Available records:

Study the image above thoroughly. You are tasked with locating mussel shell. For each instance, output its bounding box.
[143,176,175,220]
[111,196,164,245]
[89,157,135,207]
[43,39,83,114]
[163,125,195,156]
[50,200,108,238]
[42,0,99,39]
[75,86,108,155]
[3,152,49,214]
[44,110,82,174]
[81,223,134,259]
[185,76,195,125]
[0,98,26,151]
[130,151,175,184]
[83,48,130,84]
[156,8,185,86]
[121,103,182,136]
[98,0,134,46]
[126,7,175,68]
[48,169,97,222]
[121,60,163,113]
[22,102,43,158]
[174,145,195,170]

Task description: Turn every line of the listing above into a JSON list of strings, one string per line, leaving out any blank lines.

Response to the exercise:
[
  "Study the image above thoroughly. You are tasked with locating mussel shell. For each instance, output its bounding box.",
  "[143,176,175,220]",
  "[111,196,164,245]",
  "[89,157,135,207]",
  "[43,39,83,114]",
  "[163,125,195,156]",
  "[50,200,108,238]",
  "[42,0,99,39]",
  "[75,86,108,155]",
  "[3,152,49,214]",
  "[44,110,82,174]",
  "[81,223,134,259]",
  "[185,76,195,125]",
  "[0,98,26,151]",
  "[130,151,175,184]",
  "[83,48,130,84]",
  "[156,8,185,86]",
  "[121,103,182,136]",
  "[98,0,134,46]",
  "[126,7,175,68]",
  "[48,169,97,222]",
  "[121,60,163,113]",
  "[22,102,43,158]",
  "[174,145,195,170]"
]